◆ GIVEN TASK ◆
Pick out every line in the listing below that contains the string "stroller", and copy each of those lines. Case counts when matching.
** Begin EXERCISE DATA **
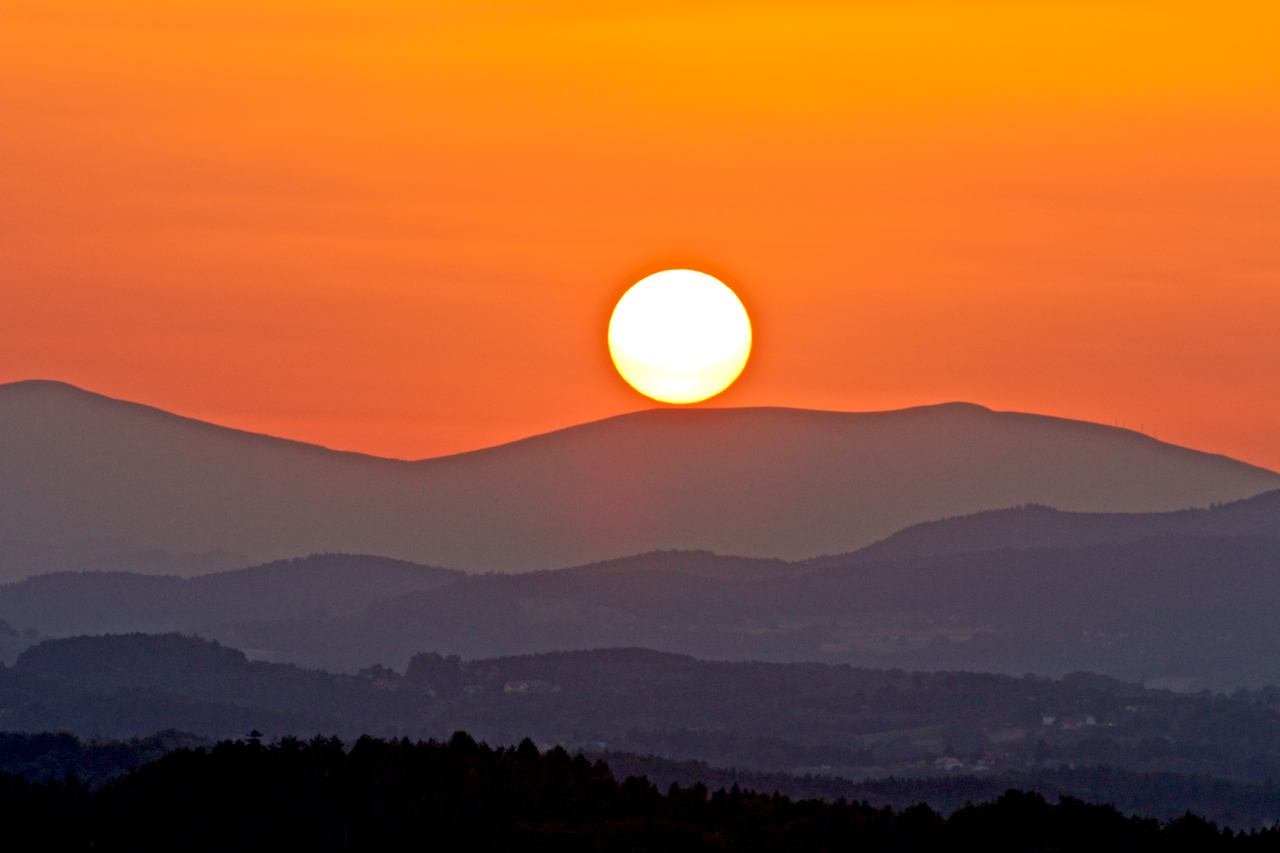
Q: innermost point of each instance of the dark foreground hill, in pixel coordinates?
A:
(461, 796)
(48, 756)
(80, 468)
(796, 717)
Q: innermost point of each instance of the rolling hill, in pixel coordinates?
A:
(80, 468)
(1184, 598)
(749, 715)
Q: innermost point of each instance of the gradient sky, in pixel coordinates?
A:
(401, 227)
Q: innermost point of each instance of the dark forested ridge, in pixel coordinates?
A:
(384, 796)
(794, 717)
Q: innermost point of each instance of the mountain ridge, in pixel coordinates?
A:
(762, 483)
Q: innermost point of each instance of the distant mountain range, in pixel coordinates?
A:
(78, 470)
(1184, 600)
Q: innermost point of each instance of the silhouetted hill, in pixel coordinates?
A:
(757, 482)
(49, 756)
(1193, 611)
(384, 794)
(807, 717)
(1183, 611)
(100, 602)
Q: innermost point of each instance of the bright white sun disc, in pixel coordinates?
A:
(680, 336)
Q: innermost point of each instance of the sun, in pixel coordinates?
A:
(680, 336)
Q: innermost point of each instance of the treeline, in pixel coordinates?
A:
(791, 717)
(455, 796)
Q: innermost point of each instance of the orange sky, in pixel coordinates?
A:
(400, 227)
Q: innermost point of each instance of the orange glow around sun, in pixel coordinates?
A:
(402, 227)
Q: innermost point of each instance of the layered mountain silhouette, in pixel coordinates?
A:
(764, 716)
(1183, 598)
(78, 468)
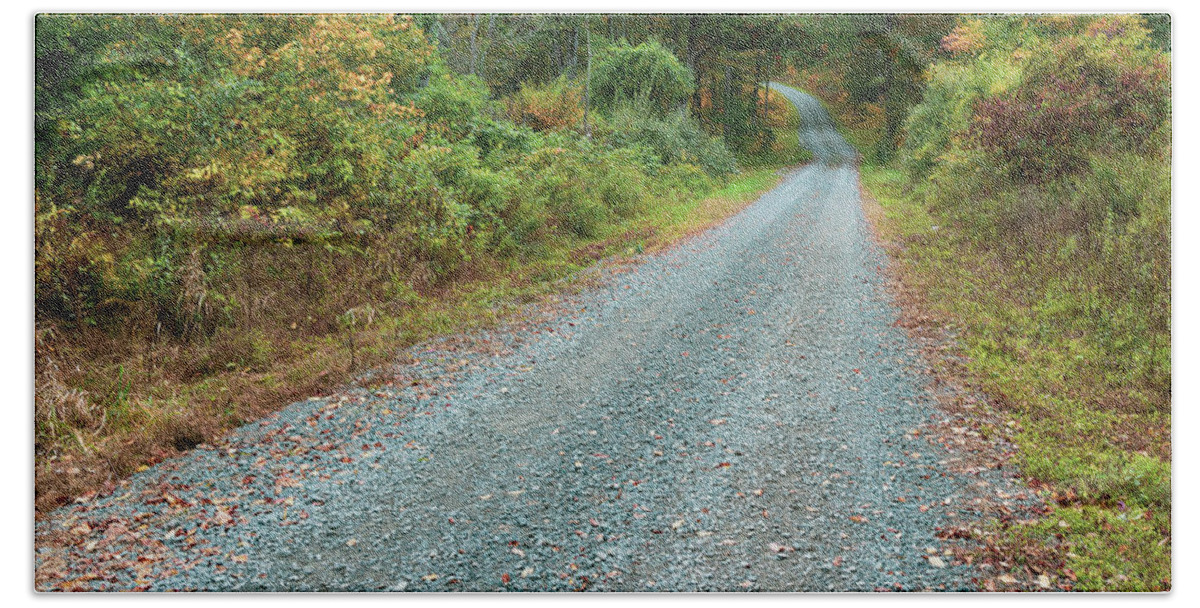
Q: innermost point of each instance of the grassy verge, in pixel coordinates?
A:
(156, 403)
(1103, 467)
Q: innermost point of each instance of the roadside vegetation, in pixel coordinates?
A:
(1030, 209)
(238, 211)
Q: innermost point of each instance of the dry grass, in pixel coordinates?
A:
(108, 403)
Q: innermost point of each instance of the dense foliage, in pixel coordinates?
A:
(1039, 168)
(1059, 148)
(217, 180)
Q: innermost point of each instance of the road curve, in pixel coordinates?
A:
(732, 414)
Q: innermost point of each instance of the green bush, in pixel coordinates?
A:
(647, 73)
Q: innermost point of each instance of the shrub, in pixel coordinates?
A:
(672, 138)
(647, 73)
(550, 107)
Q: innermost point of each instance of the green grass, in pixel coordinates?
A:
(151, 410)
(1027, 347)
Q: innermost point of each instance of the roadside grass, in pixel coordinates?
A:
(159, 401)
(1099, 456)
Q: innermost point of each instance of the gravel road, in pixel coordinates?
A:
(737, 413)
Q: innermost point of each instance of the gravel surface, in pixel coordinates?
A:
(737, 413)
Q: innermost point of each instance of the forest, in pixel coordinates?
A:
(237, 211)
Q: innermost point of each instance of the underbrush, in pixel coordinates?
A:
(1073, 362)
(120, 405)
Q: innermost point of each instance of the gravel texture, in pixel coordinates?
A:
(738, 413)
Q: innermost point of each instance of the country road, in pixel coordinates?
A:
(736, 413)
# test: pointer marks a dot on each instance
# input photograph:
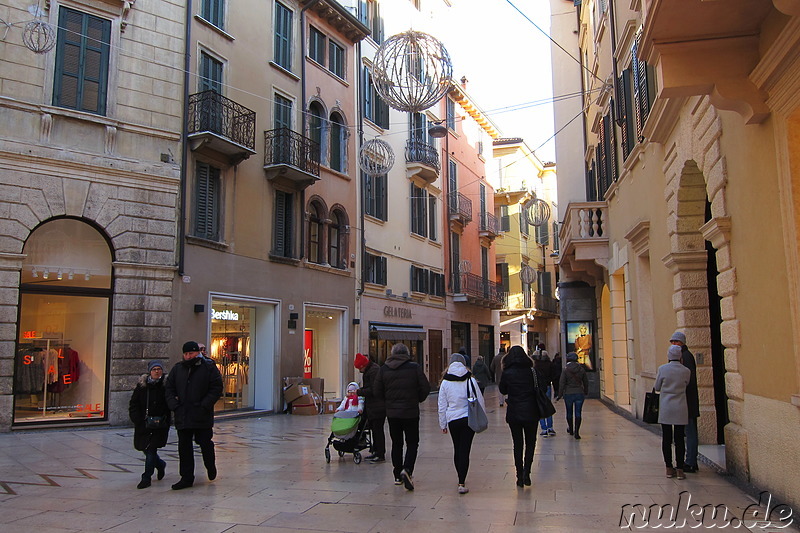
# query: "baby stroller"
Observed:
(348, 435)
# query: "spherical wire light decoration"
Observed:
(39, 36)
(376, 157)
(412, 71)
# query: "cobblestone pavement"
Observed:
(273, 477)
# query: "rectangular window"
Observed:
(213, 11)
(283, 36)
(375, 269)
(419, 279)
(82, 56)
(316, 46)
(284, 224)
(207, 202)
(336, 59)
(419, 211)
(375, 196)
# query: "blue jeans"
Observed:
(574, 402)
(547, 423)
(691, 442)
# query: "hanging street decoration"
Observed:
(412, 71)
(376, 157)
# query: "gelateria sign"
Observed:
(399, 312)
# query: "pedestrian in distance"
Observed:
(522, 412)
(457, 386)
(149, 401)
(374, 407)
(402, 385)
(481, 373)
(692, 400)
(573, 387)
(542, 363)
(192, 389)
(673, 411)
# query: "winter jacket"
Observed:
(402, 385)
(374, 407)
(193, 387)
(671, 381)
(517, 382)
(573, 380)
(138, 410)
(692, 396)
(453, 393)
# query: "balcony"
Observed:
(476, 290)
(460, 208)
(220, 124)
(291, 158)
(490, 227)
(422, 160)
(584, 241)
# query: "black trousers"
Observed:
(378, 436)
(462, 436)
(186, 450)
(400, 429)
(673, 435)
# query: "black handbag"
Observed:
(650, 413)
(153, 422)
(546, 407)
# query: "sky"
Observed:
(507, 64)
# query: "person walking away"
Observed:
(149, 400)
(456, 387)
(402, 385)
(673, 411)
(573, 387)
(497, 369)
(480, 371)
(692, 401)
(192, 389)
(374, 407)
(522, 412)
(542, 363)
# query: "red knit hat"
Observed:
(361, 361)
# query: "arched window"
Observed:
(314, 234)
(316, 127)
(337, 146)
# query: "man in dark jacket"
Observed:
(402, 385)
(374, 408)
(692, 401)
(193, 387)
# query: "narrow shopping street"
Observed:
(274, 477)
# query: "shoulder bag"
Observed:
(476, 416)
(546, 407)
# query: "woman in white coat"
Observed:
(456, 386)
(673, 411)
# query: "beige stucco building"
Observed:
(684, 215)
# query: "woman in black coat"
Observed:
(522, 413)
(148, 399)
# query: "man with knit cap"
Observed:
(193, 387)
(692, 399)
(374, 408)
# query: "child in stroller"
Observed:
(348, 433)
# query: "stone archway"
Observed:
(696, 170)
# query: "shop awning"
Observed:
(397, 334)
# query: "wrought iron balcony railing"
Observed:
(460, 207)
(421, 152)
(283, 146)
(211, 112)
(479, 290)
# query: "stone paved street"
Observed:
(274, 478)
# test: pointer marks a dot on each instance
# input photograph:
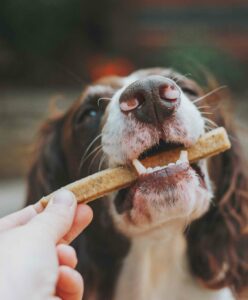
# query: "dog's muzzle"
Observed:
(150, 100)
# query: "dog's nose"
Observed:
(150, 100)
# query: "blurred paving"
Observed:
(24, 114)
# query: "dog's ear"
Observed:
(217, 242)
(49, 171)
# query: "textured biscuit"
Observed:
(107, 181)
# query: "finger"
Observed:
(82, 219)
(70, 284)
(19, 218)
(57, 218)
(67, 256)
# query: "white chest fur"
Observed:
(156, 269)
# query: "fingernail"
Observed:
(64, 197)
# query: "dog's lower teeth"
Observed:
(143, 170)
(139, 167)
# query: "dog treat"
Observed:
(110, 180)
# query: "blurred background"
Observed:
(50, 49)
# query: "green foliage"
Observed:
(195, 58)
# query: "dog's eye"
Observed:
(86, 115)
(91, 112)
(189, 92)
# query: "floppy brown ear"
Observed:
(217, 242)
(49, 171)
** End EXERCISE DATA **
◆ EXERCISE RESPONSE ◆
# query: "baby stroller"
# query: "child in stroller"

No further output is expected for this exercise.